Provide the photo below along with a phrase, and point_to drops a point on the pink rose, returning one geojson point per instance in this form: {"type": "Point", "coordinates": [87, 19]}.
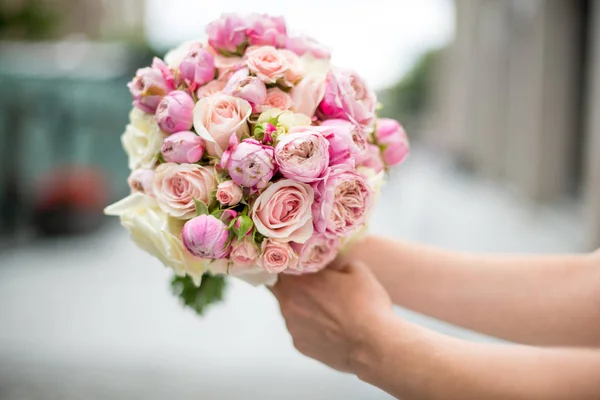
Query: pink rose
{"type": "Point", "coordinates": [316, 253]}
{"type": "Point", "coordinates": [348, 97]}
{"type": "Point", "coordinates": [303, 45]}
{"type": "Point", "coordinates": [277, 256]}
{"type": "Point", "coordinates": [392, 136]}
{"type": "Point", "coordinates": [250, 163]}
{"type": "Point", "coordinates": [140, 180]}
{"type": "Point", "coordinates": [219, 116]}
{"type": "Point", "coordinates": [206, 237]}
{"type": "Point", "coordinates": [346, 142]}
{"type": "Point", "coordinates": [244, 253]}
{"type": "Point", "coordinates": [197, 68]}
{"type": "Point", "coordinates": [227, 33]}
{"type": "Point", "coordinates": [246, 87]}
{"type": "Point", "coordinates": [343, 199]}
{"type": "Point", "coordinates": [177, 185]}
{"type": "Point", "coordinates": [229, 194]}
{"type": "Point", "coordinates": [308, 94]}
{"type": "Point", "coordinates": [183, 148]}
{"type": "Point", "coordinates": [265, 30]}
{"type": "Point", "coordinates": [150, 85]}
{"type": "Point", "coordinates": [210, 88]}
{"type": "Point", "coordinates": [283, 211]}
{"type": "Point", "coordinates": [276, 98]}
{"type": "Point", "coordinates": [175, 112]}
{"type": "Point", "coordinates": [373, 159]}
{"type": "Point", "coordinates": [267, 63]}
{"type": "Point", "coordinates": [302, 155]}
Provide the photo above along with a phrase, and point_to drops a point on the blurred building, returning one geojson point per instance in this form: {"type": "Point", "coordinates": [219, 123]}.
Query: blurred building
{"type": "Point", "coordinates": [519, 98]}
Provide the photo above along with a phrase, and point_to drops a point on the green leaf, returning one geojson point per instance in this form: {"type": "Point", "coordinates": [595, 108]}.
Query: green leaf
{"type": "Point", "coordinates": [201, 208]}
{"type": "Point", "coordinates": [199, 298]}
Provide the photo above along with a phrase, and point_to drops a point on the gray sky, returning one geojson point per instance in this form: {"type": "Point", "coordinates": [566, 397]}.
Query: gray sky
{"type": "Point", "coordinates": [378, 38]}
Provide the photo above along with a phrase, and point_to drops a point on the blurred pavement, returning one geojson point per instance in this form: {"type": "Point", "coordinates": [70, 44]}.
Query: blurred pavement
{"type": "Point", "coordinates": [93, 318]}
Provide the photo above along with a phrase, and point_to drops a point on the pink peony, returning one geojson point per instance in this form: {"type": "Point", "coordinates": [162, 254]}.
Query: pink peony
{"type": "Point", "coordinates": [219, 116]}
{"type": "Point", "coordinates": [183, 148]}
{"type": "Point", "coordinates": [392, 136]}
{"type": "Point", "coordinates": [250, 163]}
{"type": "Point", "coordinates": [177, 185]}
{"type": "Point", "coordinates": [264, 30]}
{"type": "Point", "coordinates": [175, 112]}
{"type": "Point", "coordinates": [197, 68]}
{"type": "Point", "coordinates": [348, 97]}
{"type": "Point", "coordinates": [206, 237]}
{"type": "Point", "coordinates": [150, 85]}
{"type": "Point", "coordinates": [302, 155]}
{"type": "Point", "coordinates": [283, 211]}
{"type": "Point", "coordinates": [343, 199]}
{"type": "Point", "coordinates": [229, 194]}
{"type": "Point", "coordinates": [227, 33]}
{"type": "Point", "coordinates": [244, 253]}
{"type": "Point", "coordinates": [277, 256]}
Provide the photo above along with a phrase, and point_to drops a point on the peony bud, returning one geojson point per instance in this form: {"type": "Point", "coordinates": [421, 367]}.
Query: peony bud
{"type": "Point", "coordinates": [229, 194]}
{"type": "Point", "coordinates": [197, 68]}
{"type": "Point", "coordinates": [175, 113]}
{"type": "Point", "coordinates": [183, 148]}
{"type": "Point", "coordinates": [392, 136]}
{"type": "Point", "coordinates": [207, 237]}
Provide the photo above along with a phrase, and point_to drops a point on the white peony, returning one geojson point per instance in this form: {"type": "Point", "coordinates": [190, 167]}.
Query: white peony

========================================================================

▸ **What needs to be done**:
Output all of the entries verbatim, leaving out any images.

▸ **Exercise response**:
Provide the photo below along with a phrase, and point_to drops a point on the pink rose, returning one geojson point per instance in this form: {"type": "Point", "coordinates": [87, 19]}.
Query: pink rose
{"type": "Point", "coordinates": [316, 253]}
{"type": "Point", "coordinates": [348, 97]}
{"type": "Point", "coordinates": [303, 45]}
{"type": "Point", "coordinates": [277, 256]}
{"type": "Point", "coordinates": [392, 136]}
{"type": "Point", "coordinates": [250, 163]}
{"type": "Point", "coordinates": [140, 180]}
{"type": "Point", "coordinates": [219, 116]}
{"type": "Point", "coordinates": [206, 237]}
{"type": "Point", "coordinates": [346, 142]}
{"type": "Point", "coordinates": [244, 253]}
{"type": "Point", "coordinates": [197, 68]}
{"type": "Point", "coordinates": [227, 33]}
{"type": "Point", "coordinates": [246, 87]}
{"type": "Point", "coordinates": [343, 199]}
{"type": "Point", "coordinates": [177, 185]}
{"type": "Point", "coordinates": [229, 194]}
{"type": "Point", "coordinates": [308, 94]}
{"type": "Point", "coordinates": [183, 148]}
{"type": "Point", "coordinates": [265, 30]}
{"type": "Point", "coordinates": [150, 85]}
{"type": "Point", "coordinates": [210, 88]}
{"type": "Point", "coordinates": [283, 211]}
{"type": "Point", "coordinates": [276, 98]}
{"type": "Point", "coordinates": [175, 112]}
{"type": "Point", "coordinates": [373, 159]}
{"type": "Point", "coordinates": [267, 63]}
{"type": "Point", "coordinates": [302, 155]}
Provide the photo above along with a phrase, and point_to drops a point on the blurred building, returning one geojson point per instance in this form: {"type": "Point", "coordinates": [219, 123]}.
Query: blurred building
{"type": "Point", "coordinates": [519, 98]}
Provide the photo above along with a phrase, and point_to drops a point on the green leaf, returning one geojson point per instance in this form: {"type": "Point", "coordinates": [595, 108]}.
Query: green leaf
{"type": "Point", "coordinates": [201, 208]}
{"type": "Point", "coordinates": [199, 298]}
Provide the photo above along with a phrase, and point_to drops a point on the gray sky, returning one geojson point per instance in this form: {"type": "Point", "coordinates": [566, 397]}.
Query: gray sky
{"type": "Point", "coordinates": [378, 38]}
Provide the photo above along with a phrase, and point_to drops a point on the blurred pavement, returning one geojson point per instance in this form: {"type": "Point", "coordinates": [70, 44]}.
Query: blurred pavement
{"type": "Point", "coordinates": [93, 318]}
Provide the photo above along with a phrase, and point_to drops a point on the pink peony, returning one geojson point per instance in this form: {"type": "Point", "coordinates": [162, 254]}.
Query: pink peony
{"type": "Point", "coordinates": [219, 116]}
{"type": "Point", "coordinates": [183, 148]}
{"type": "Point", "coordinates": [392, 136]}
{"type": "Point", "coordinates": [250, 163]}
{"type": "Point", "coordinates": [177, 185]}
{"type": "Point", "coordinates": [264, 30]}
{"type": "Point", "coordinates": [175, 112]}
{"type": "Point", "coordinates": [197, 68]}
{"type": "Point", "coordinates": [348, 97]}
{"type": "Point", "coordinates": [206, 237]}
{"type": "Point", "coordinates": [150, 85]}
{"type": "Point", "coordinates": [302, 155]}
{"type": "Point", "coordinates": [283, 211]}
{"type": "Point", "coordinates": [343, 199]}
{"type": "Point", "coordinates": [229, 194]}
{"type": "Point", "coordinates": [227, 33]}
{"type": "Point", "coordinates": [244, 253]}
{"type": "Point", "coordinates": [277, 256]}
Provide the photo above along with a phrase, and point_to drops a point on the peony bud, returning one geojson point per instance in this form: {"type": "Point", "coordinates": [421, 367]}.
Query: peony bud
{"type": "Point", "coordinates": [229, 194]}
{"type": "Point", "coordinates": [197, 68]}
{"type": "Point", "coordinates": [175, 113]}
{"type": "Point", "coordinates": [183, 148]}
{"type": "Point", "coordinates": [392, 136]}
{"type": "Point", "coordinates": [207, 237]}
Provide the photo above along with a phrase, and point_to drops a point on the white peony, returning one geojson point per instance in this form: {"type": "Point", "coordinates": [190, 167]}.
Query: white peony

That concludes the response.